**DOCUMENT SEGMENT**
Physical objects are composites of form and matter, and Aristotle identifies substance with form. The matter of an object is the stuff that makes it up, whereas the form is the shape that stuff takes. For example, the matter in a bronze sphere is the bronze itself, and the form is the spherical shape. Aristotle argues that form is primary because form is what gives each thing its distinctive nature.
Aristotle has argued that the definitions of substances cannot presuppose the existence of anything else, which raises the question of how there can be a definition that does not presuppose the existence of anything else. Presumably, a definition divides a whole into its constituent parts—for example, a human is defined as a rational animal—which suggests that a substance must in some way presuppose the existence of its constituent parts. Aristotle distinguishes between those cases where the parts of an object or definition are prior to the whole and those cases where the whole is prior to the parts. For example, we cannot understand the parts of a circle without first understanding the concept of circle as a whole; on the other hand, we cannot understand the whole of a syllable before we understand the letters that constitute its parts. Aristotle argues that, in the case of substance, the whole is prior to the parts. He has earlier associated substance with form and suggests that we cannot make sense of matter before we can conceive of its form. To say a substance can be divided by its definition is like saying a physical object can be divided into form and matter: this conceptual distinction is possible, but form and matter constitute an indivisible whole, and neither can exist without the other. Similarly, the parts of a definition of a substance are conceptually distinct, but they can only exist when they are joined in a substance.

**WRITTEN INSTRUCTION**
Reproduce the passage on Aristotle's account of substance, from "Physical objects are" down to "its distinctive nature.".

Items from a labeling collection:
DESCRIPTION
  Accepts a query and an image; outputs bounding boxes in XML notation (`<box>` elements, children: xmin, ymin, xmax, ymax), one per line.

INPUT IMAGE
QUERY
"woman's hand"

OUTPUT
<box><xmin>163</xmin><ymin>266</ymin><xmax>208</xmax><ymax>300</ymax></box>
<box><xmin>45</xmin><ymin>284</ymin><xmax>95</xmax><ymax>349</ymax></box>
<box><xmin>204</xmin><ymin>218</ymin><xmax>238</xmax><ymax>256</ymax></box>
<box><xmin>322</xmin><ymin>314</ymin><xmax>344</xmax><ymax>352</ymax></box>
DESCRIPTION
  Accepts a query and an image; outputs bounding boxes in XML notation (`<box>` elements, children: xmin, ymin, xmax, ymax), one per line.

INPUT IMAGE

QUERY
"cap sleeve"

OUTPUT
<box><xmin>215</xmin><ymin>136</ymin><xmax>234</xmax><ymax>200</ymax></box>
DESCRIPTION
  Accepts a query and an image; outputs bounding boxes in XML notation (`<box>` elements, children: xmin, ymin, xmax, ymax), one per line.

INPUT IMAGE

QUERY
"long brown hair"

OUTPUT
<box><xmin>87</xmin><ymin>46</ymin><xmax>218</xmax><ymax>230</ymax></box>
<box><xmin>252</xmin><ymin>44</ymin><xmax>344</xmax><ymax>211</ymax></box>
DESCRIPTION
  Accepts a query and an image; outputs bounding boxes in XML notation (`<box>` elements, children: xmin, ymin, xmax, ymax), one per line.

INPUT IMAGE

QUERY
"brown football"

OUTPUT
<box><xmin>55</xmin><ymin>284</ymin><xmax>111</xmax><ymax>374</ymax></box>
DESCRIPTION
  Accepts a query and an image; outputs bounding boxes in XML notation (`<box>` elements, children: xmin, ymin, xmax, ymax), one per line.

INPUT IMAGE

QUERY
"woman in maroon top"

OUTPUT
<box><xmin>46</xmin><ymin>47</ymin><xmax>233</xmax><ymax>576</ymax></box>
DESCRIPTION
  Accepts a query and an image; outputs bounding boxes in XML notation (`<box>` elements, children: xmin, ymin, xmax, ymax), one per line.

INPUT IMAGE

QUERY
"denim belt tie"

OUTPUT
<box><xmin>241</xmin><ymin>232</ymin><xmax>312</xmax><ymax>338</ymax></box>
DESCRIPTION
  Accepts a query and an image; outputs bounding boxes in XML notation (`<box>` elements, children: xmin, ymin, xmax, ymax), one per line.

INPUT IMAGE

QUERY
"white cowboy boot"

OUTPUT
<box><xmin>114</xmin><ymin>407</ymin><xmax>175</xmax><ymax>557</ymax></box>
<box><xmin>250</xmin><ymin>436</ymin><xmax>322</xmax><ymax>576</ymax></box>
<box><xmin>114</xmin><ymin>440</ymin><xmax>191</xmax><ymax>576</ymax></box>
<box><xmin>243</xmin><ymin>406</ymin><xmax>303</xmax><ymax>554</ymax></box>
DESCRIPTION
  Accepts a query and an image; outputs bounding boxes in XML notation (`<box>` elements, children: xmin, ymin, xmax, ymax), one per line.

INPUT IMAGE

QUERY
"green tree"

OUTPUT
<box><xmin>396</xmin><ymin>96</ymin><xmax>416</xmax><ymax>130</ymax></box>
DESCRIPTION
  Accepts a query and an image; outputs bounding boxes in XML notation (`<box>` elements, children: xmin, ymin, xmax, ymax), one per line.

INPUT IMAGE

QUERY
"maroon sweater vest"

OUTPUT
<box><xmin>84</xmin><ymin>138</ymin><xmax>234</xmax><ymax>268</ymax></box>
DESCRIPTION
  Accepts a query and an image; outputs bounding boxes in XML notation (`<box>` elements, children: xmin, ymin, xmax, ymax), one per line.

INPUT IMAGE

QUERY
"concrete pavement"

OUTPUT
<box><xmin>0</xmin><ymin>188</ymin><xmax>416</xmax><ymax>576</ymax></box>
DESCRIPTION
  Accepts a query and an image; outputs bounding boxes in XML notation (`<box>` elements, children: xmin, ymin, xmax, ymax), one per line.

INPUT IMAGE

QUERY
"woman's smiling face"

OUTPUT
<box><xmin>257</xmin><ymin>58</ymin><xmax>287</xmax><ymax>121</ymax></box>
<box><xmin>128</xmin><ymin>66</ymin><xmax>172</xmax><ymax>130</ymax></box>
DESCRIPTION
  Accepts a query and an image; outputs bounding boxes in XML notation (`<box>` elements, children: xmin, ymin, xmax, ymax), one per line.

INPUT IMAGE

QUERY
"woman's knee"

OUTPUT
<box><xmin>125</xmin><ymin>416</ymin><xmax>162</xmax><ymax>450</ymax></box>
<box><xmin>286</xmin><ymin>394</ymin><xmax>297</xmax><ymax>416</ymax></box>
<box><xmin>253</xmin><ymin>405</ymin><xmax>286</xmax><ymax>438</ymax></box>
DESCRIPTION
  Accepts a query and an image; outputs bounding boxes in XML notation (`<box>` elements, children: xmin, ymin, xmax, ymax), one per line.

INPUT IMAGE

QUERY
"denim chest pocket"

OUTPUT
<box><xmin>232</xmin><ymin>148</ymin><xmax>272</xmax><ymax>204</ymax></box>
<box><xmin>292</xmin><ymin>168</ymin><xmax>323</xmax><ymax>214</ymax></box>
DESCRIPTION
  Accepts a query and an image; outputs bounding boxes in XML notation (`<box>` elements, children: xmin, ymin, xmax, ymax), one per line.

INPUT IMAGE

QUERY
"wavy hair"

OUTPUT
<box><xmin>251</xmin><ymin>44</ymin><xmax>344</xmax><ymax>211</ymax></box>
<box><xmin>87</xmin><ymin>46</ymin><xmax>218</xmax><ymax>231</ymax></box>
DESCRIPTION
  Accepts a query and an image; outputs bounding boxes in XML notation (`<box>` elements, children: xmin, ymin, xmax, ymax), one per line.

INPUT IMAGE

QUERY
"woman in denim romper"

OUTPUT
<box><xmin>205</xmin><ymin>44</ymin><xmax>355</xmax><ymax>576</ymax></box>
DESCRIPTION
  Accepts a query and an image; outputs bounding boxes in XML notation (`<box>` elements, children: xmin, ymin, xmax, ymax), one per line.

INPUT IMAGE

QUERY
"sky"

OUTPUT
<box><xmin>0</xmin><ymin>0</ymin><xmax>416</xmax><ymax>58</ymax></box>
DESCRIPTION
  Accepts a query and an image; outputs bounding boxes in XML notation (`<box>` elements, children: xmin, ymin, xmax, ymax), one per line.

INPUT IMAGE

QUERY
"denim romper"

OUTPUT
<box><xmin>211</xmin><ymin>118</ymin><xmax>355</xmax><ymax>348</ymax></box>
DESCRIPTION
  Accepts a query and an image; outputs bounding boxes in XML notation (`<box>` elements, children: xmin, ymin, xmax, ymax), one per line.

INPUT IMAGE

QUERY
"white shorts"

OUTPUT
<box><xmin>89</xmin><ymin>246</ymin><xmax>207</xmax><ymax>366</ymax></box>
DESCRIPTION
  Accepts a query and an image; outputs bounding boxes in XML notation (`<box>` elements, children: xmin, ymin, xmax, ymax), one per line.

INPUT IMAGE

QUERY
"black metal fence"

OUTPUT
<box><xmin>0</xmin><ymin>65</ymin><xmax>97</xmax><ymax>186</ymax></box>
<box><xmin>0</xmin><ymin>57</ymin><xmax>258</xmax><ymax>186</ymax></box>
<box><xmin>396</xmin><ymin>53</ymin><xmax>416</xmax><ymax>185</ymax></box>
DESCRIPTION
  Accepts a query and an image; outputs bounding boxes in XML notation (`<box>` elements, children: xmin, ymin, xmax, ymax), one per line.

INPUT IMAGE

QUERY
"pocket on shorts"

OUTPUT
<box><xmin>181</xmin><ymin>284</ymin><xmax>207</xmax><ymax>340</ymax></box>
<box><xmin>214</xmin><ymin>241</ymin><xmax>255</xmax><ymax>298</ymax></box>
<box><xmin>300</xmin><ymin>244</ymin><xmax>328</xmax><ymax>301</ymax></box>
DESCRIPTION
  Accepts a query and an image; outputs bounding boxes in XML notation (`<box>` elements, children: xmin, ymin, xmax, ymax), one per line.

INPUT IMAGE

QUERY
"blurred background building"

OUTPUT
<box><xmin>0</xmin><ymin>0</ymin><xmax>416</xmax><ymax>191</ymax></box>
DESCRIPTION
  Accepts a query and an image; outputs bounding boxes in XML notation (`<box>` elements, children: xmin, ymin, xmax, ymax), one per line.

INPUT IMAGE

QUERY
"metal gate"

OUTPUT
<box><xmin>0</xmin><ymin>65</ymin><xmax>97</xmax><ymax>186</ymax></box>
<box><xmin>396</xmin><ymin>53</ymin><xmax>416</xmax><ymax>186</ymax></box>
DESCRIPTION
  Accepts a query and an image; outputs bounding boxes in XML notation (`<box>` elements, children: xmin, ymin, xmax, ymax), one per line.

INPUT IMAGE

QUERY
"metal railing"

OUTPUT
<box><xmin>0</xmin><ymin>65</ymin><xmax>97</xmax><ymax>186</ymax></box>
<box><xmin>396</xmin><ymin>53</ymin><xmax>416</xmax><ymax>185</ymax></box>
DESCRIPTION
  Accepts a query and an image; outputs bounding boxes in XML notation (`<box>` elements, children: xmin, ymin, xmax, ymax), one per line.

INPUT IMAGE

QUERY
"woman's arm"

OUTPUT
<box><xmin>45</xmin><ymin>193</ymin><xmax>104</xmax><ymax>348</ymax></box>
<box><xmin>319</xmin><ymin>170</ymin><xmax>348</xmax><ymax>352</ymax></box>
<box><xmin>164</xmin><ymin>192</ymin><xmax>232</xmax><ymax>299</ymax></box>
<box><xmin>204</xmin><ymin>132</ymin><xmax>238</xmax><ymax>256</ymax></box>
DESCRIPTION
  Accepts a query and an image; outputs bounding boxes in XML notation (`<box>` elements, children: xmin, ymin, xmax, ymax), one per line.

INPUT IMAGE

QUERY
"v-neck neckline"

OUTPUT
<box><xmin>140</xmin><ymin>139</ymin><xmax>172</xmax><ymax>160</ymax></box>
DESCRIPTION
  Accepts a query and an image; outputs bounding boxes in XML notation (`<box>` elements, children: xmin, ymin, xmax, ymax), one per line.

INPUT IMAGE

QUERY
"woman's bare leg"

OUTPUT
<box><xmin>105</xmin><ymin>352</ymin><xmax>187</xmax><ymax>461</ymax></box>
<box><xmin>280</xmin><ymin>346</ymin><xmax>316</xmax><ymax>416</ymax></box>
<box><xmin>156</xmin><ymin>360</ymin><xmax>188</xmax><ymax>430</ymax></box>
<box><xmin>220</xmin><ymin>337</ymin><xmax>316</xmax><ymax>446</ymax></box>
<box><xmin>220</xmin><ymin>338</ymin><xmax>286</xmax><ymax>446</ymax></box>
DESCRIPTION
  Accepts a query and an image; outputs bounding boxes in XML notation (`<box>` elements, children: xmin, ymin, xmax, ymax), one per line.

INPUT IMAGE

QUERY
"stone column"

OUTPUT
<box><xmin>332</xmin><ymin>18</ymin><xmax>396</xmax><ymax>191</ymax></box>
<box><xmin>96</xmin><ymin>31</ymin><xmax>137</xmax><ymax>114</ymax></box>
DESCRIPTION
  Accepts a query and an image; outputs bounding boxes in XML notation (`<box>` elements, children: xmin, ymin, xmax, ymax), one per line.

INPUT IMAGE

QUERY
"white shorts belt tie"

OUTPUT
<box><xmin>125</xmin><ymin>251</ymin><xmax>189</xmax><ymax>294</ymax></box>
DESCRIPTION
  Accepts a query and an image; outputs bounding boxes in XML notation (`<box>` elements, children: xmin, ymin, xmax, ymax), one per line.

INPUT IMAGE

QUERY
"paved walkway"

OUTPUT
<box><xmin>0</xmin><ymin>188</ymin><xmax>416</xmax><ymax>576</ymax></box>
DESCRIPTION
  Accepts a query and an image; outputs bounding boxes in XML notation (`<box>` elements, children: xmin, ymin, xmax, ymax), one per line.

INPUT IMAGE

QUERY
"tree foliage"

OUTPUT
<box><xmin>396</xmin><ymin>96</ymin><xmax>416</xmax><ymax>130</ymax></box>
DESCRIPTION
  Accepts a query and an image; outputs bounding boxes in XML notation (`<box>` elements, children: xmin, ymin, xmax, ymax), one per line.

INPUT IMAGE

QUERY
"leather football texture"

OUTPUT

**EXERCISE OUTPUT**
Physical objects are composites of form and matter, and Aristotle identifies substance with form. The matter of an object is the stuff that makes it up, whereas the form is the shape that stuff takes. For example, the matter in a bronze sphere is the bronze itself, and the form is the spherical shape. Aristotle argues that form is primary because form is what gives each thing its distinctive nature.